Rewrite as a numbered list, omitting blank lines, only the part that opens with the line containing "Would you kindly indicate the white" and closes with the line containing "column 135, row 65", both lines included.

-- start Given data --

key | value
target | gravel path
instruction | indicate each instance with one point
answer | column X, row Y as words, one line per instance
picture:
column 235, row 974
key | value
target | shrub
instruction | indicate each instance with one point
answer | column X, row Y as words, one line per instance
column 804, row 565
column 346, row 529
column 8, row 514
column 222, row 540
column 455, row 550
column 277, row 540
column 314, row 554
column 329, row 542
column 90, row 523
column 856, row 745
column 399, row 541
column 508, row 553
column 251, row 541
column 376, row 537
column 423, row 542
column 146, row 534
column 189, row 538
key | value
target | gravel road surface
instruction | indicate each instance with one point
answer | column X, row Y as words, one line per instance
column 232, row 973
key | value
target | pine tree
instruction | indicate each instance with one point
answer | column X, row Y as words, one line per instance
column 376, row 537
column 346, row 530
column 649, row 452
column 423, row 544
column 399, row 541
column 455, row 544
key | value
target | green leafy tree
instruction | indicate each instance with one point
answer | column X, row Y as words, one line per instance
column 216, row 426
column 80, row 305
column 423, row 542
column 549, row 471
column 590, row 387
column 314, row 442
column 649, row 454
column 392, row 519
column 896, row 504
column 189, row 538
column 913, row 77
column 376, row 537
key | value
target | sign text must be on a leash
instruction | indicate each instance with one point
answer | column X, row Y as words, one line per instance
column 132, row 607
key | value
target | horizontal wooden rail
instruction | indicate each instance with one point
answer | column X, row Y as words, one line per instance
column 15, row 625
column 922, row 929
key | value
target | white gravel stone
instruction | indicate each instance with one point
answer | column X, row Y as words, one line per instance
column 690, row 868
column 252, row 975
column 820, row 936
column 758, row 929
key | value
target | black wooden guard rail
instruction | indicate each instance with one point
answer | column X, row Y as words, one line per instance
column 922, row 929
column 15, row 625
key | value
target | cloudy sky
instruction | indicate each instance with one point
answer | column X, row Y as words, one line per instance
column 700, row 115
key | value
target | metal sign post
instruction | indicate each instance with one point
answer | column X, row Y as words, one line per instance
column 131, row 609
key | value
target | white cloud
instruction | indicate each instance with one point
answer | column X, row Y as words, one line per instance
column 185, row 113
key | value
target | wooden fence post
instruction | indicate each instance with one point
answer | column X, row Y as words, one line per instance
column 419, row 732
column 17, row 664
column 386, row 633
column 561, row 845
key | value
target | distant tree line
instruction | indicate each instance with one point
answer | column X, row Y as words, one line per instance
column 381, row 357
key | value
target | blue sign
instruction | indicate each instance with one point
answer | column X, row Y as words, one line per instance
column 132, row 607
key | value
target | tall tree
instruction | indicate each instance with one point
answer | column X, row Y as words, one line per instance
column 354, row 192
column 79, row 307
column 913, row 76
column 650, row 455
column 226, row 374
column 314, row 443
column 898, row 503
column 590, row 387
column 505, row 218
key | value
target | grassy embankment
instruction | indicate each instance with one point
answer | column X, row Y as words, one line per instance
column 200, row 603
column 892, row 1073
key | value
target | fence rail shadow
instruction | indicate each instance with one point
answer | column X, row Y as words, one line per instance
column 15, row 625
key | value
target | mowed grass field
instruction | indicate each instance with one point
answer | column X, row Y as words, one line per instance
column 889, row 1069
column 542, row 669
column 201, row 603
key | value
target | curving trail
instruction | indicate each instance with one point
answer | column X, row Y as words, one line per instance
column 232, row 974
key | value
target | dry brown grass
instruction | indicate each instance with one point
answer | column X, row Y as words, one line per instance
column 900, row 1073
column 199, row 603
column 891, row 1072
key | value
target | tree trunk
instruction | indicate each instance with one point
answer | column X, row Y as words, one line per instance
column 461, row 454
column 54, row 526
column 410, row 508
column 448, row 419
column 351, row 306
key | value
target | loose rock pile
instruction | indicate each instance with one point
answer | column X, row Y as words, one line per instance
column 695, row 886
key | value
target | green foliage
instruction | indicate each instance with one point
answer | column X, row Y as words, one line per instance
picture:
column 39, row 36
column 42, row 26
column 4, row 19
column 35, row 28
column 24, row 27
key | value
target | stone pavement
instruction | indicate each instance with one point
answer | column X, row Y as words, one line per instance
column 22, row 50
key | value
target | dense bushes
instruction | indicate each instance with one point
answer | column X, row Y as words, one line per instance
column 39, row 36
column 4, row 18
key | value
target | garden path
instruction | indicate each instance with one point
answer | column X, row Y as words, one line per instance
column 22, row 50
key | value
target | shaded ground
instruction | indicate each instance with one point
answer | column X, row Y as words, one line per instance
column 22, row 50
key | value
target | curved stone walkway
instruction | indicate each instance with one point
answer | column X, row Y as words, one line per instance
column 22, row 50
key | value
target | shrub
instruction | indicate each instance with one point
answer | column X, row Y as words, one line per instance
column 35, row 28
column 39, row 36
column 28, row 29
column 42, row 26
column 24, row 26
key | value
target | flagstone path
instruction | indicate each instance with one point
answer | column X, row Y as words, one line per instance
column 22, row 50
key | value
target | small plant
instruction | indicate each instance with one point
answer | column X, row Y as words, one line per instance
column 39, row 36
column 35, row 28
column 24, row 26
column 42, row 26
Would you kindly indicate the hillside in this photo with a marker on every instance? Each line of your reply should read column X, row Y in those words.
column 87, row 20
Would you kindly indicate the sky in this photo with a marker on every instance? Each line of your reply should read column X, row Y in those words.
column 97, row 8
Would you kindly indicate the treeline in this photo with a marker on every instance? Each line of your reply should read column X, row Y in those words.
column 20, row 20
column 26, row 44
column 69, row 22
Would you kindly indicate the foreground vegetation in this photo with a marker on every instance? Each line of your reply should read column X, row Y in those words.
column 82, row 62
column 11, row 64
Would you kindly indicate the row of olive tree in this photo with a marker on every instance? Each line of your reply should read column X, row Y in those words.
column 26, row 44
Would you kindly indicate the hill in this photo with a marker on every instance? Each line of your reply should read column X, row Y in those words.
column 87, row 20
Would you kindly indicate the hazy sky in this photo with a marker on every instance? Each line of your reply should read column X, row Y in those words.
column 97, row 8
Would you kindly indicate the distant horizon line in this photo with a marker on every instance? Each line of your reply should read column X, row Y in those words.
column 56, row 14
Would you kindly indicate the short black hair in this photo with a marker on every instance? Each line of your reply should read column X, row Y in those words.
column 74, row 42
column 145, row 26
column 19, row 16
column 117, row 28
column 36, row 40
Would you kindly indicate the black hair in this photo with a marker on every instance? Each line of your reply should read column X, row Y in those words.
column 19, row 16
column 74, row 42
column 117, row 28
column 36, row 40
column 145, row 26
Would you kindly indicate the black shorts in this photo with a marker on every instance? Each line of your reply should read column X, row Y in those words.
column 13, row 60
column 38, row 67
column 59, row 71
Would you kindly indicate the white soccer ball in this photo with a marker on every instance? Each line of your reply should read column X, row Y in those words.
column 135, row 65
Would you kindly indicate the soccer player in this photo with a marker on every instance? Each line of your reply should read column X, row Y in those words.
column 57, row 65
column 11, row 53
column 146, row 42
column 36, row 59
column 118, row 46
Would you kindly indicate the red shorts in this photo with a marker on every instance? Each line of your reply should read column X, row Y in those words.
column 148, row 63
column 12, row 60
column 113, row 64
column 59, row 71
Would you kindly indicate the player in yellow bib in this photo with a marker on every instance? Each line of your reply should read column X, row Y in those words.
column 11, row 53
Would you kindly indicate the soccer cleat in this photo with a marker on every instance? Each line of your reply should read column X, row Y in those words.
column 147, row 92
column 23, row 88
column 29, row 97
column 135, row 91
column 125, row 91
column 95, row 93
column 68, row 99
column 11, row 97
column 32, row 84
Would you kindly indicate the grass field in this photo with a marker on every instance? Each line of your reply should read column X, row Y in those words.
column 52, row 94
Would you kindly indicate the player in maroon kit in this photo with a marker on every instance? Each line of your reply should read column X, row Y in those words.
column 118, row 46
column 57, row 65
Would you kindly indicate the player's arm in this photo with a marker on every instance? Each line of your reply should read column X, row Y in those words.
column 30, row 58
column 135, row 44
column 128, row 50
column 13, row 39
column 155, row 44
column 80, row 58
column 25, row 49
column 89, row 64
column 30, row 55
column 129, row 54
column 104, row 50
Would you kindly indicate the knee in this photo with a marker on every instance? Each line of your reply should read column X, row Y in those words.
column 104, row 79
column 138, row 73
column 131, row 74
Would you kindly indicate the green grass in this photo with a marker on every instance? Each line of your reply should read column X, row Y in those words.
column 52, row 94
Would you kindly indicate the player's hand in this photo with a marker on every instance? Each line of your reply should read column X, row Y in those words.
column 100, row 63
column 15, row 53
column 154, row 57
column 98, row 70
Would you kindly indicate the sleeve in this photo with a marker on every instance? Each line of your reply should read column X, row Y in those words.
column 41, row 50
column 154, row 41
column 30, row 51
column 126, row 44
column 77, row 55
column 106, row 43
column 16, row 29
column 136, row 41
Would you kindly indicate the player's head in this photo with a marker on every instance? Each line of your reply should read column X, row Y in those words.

-- end Given data --

=== The answer ===
1. Would you kindly indicate the white soccer ball in this photo with a marker on every instance? Each line of your reply should read column X, row Y in those words.
2. column 135, row 65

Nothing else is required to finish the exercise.